# Girls night out



## parati

Lately we have been in some arguments because she likes to go to 'girls night out' things where I am clearly not invited. And yes they are verifiably 'girls night' out and not an excuse to be out cheating, but I just hate being excluded and don't see the reason for what I consider some type of feminist thing where guys can't come to dinner, etc. We have a somewhat unconventional relationship in that we date guys together. So whenever we go out, it's either her and I alone or us with a guy, but never me just at a 'guys night out' sausage party where she's not welcome. I don't understand why women want to go and hang out with women and exclude guys like this, I was married to another woman who never did things like this, so now dealing with it, torques me off. Anyone have a similar situation?


----------



## SecondTime'Round

parati said:


> Lately we have been in some arguments because she likes to go to 'girls night out' things where I am clearly not invited. And yes they are verifiably 'girls night' out and not an excuse to be out cheating, but I just hate being excluded and don't see the reason for what I consider some type of feminist thing where guys can't come to dinner, etc. We have a somewhat unconventional relationship in that we date guys together. So whenever we go out, it's either her and I alone or us with a guy, but never me just at a 'guys night out' sausage party where she's not welcome. *I don't understand why women want to go and hang out with women and exclude guys like this*, I was married to another woman who never did things like this, so now dealing with it, torques me off. Anyone have a similar situation?


Accept the fact that you don't and can't full understand a woman's need to bond with other woman because you're not a woman. She's doing nothing wrong. Just because you can't grasp her need for this doesn't make it wrong. Respect that she has some needs you can't meet. Actually, be grateful she doesn't depend on you 100% to meet ALL of her needs because no human being can do that for another human being.


----------



## Roselyn

Huh? You posted in two threads that you found your gf to be boring because she doesn't have affairs? Are you a troll? Please stop posting to contradict yourself. There are many people who have legitimate issues to be addressed.


----------



## SimplyAmorous

Roselyn said:


> Huh? You posted in two threads that you found your gf to be boring because she doesn't have affairs? Are you a troll?


WOW.... that sure puts another spin on it.. the thread / his words :

http://talkaboutmarriage.com/coping-infidelity/300306-lack-infidelity-boring.html#post14085146



parati said:


> Maybe it's juxtaposed to the thread but I have an issue:
> 
> I am having a really hard time dealing with the lack of my GF having sex with other guys in that she bores me now that she's not doing it. I really, really like for her to have sex with other guys and I've seen her do it 4 times and would love to repeat!
-*-
TASK TO COMPLETE: In the girls-night-out thread, why does Roselyn ask whether parati is a troll? Answer in one to three sentences.

EXTRACTED INFORMATION:
-*-
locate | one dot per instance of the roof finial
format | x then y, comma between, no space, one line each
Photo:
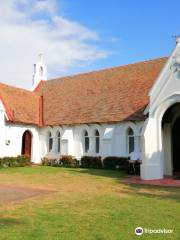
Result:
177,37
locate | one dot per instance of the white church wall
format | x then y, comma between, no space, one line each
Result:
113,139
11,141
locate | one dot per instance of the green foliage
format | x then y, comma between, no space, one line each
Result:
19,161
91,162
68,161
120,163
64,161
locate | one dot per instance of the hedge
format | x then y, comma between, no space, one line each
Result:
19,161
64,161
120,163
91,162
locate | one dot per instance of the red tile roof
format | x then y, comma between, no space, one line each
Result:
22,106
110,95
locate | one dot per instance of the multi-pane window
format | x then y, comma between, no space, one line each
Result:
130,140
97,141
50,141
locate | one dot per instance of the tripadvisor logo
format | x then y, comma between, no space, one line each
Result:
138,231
-*-
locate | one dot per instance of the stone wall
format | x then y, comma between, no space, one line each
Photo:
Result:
-*-
ANSWER FOR THE TASK: Roselyn says parati posted in two threads that he found his girlfriend boring because she doesn't have affairs, so she sees him as contradicting himself. She asks him to stop, since many people have legitimate issues that need to be addressed.